## GIVEN TASK
Put every line of the material, from its start down to the line containing "1), (282, 21)]", into a JSON list of strings, one string per line and blank lines left out.

[Entries from a dataset]
[START]

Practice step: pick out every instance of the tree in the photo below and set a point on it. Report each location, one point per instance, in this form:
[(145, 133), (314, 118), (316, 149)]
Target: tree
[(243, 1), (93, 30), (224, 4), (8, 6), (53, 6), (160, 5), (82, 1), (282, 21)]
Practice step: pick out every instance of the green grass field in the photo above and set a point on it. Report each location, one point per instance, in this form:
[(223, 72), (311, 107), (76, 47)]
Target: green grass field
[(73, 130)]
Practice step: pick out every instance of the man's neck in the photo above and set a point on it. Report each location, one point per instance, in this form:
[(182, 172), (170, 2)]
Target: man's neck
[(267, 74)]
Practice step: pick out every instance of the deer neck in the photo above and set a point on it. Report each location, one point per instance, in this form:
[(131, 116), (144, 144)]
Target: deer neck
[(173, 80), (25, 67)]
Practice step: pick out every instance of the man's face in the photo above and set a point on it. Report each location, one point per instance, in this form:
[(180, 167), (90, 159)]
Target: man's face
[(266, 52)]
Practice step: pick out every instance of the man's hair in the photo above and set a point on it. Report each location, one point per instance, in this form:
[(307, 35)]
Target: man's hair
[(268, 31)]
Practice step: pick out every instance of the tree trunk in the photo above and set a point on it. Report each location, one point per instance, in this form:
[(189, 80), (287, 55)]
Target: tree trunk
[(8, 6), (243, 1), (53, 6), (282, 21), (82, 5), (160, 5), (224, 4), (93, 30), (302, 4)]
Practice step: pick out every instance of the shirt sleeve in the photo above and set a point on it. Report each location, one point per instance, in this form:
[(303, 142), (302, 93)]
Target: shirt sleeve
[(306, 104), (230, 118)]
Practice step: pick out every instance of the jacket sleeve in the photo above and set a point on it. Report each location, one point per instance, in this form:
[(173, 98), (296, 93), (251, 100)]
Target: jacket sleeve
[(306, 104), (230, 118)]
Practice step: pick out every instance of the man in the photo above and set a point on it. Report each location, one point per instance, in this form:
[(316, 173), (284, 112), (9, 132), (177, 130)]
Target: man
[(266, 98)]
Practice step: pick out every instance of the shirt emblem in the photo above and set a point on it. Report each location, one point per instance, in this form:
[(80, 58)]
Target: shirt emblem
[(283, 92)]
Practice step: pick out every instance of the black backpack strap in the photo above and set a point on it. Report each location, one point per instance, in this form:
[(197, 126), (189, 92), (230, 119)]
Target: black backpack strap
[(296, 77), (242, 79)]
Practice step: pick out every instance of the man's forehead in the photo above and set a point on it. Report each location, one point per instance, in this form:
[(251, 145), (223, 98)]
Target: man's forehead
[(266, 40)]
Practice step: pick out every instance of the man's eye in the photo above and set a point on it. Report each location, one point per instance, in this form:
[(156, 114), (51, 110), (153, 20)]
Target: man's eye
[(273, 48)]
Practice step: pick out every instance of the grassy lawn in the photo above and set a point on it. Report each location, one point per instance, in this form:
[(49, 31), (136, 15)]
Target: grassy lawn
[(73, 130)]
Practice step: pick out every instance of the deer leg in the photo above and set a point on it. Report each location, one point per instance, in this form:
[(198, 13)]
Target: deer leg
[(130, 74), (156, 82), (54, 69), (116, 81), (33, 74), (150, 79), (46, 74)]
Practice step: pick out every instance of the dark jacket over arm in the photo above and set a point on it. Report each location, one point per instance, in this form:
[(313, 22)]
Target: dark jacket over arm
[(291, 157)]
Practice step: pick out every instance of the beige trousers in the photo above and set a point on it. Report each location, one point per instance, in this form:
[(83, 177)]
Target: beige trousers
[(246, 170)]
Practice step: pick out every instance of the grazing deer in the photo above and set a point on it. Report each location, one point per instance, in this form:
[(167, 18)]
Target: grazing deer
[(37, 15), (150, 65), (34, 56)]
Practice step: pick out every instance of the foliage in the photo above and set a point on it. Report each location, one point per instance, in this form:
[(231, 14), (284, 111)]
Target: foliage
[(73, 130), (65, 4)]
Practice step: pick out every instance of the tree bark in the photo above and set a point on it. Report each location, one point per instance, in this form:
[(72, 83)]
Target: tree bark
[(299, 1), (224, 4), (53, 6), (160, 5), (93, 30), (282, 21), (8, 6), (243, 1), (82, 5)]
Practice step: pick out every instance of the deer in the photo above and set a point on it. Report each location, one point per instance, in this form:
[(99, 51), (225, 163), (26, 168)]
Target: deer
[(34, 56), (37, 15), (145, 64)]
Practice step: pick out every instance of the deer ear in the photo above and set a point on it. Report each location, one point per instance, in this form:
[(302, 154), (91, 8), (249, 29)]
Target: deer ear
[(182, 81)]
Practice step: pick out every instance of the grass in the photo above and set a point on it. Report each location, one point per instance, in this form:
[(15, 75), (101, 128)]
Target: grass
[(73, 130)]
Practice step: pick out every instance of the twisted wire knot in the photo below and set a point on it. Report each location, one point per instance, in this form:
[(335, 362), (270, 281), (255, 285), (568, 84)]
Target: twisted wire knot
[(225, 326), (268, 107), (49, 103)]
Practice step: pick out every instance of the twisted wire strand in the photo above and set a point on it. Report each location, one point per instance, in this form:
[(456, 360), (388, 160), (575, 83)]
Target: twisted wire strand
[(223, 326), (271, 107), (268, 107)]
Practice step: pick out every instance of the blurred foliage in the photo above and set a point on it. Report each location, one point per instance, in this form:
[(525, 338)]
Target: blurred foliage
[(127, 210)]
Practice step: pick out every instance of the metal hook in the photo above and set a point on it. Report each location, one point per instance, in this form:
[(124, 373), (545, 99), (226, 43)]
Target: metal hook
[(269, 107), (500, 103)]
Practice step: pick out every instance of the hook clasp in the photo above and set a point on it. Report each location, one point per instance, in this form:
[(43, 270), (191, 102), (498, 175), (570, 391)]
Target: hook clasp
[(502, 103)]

[END]

## RESULT OF THE TASK
[
  "Practice step: pick out every instance of the tree in the photo below and set a point on it. Report each location, one point per instance, in this form:",
  "[(145, 133), (314, 118), (316, 149)]",
  "Target: tree",
  "[(243, 1), (93, 30), (224, 4), (8, 6), (53, 6), (160, 5), (82, 1), (282, 21)]"
]